- [REQUIREMENT]: Please pick out and copy every line of the data below that contains the word "path". Case counts.

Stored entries
-*-*-
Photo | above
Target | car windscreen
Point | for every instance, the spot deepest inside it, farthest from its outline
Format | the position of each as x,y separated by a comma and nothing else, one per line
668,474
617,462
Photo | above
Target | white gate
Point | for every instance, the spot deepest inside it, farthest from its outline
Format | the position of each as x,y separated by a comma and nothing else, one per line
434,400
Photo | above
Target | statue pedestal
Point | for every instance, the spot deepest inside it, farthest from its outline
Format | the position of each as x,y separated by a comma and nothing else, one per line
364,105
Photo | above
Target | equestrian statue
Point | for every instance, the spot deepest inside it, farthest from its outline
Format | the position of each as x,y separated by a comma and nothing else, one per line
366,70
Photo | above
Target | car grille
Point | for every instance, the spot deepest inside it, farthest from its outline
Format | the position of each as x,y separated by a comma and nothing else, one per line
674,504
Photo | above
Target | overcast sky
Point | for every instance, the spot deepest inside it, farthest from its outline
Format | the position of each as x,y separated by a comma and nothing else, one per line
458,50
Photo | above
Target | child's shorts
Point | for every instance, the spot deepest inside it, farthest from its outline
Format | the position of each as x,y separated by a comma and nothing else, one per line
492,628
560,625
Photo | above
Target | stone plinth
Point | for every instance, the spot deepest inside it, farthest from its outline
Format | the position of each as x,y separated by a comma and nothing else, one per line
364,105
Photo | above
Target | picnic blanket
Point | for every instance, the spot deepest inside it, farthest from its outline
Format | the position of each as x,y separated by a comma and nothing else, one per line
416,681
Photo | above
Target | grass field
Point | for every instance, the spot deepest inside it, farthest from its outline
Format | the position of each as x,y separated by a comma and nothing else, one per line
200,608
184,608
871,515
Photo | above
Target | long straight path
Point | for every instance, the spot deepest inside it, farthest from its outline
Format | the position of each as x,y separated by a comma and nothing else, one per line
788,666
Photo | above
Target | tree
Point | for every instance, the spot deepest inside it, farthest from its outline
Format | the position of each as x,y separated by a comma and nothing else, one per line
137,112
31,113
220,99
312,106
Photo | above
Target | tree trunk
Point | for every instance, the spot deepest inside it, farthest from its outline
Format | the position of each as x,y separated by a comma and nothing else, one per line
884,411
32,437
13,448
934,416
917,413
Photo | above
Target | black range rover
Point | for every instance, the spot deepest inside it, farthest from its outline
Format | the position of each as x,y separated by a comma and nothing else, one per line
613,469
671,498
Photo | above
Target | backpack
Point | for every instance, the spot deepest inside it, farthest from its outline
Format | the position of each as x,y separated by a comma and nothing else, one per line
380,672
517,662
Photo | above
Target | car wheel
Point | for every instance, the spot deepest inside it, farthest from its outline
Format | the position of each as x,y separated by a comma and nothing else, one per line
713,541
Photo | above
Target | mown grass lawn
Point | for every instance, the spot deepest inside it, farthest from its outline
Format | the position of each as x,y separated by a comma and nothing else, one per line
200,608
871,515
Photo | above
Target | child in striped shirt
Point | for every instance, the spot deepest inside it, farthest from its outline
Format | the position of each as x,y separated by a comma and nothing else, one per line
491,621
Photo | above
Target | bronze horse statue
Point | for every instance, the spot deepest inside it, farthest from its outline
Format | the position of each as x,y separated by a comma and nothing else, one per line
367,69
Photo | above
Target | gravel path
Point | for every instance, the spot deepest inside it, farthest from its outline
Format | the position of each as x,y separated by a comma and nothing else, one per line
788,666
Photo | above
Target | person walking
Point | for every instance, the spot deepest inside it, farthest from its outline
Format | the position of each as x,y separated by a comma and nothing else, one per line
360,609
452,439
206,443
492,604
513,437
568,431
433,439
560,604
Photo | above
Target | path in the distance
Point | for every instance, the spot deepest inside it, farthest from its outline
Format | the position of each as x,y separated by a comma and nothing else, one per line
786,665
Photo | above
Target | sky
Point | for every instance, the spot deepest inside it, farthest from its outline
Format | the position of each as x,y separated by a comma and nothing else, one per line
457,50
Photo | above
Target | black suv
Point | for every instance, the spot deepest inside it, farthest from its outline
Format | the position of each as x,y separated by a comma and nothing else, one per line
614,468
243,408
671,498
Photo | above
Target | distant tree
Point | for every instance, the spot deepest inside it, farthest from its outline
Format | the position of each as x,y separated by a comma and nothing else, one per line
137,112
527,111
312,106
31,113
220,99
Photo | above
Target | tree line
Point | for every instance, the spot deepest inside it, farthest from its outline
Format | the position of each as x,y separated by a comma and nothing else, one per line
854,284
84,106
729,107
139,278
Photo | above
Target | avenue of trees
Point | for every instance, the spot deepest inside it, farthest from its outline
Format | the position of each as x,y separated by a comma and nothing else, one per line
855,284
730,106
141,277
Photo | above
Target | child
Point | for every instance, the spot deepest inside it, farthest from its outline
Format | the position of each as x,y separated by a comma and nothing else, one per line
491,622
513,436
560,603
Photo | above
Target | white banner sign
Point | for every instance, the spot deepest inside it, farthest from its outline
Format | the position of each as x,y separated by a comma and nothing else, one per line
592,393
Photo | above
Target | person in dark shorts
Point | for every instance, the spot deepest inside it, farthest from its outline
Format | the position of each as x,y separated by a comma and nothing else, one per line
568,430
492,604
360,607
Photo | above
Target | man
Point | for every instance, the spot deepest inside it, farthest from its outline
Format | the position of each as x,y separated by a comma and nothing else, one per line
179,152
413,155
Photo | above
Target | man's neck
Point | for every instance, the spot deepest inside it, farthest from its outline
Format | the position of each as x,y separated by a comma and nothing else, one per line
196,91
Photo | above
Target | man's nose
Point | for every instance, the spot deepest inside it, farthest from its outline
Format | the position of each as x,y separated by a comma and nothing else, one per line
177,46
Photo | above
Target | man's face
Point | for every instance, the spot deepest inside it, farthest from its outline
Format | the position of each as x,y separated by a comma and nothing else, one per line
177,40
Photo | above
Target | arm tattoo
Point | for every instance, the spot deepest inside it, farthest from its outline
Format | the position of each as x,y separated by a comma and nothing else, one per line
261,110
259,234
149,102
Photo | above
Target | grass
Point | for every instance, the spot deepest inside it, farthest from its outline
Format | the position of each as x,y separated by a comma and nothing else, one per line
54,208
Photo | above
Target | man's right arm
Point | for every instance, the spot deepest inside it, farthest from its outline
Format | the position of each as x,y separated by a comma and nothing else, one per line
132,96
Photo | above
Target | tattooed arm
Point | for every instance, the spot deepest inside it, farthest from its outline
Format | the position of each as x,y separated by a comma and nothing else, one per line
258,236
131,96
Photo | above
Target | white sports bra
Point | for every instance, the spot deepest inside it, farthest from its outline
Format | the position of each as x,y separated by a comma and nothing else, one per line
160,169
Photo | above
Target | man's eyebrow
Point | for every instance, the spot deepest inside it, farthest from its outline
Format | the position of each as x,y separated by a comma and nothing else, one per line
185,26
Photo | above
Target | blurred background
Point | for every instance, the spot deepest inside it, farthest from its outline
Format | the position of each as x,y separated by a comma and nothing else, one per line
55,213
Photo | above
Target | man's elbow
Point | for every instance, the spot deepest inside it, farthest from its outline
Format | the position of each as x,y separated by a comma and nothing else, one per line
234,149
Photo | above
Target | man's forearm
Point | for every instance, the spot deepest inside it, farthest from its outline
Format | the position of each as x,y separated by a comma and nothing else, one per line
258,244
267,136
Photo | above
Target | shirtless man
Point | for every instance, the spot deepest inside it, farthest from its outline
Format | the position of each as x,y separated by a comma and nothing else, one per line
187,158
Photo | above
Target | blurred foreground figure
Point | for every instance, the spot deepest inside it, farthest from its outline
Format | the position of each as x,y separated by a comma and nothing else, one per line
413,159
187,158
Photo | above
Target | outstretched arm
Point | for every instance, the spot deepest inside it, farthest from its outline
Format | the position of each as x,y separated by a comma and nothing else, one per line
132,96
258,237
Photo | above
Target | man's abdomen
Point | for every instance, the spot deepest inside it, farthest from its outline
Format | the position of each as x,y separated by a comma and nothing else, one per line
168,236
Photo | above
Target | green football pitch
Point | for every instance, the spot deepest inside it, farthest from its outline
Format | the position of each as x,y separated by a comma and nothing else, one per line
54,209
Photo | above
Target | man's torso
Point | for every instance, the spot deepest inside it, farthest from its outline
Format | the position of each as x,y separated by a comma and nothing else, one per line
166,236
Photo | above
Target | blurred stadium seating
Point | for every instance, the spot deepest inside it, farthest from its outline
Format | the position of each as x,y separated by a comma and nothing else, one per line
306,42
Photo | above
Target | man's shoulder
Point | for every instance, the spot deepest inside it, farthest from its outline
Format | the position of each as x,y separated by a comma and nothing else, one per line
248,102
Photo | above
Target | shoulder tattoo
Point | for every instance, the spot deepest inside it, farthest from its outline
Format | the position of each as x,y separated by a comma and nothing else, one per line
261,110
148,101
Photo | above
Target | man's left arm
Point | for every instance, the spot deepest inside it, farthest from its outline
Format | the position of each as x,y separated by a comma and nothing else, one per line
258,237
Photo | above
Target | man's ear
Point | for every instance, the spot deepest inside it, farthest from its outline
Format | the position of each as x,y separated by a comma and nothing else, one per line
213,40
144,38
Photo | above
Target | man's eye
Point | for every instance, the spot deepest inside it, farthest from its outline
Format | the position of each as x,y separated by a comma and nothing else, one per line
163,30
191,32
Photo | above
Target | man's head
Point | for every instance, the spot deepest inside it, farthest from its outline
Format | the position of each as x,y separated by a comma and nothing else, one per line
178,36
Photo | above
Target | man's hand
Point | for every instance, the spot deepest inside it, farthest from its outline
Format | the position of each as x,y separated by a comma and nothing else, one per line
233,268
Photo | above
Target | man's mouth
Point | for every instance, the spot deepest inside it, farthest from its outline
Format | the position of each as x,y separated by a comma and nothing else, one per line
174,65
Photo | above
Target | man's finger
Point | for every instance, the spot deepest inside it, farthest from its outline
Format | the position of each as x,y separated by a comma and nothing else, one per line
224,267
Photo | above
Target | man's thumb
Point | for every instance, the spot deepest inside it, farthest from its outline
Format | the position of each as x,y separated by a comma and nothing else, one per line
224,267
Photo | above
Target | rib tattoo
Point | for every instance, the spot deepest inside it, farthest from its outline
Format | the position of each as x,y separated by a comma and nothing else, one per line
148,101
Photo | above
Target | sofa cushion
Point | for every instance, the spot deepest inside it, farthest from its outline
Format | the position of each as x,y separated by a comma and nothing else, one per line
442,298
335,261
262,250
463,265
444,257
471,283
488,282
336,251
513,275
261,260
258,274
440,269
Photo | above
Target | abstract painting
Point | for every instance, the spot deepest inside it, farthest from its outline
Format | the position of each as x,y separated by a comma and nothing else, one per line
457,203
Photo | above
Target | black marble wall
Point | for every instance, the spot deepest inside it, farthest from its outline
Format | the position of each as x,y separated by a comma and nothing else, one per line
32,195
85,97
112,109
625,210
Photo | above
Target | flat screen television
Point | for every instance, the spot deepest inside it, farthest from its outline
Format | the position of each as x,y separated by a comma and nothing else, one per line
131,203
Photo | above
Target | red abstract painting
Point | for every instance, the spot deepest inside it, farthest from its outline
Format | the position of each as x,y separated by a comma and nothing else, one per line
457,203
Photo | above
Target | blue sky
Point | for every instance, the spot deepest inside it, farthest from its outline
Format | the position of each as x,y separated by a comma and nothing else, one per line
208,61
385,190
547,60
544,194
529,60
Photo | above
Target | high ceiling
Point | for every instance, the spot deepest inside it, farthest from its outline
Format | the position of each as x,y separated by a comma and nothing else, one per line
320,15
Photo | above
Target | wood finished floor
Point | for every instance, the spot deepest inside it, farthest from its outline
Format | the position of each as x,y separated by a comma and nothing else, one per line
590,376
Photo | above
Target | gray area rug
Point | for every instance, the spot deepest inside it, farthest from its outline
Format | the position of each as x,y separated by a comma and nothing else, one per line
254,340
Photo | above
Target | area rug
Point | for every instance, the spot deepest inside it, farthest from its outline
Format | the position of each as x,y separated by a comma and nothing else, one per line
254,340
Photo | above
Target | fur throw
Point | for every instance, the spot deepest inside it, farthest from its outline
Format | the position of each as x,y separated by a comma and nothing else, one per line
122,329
-*-*-
- [ANSWER BELOW]:
Target | long straight path
Target | gravel path
Target | path in the distance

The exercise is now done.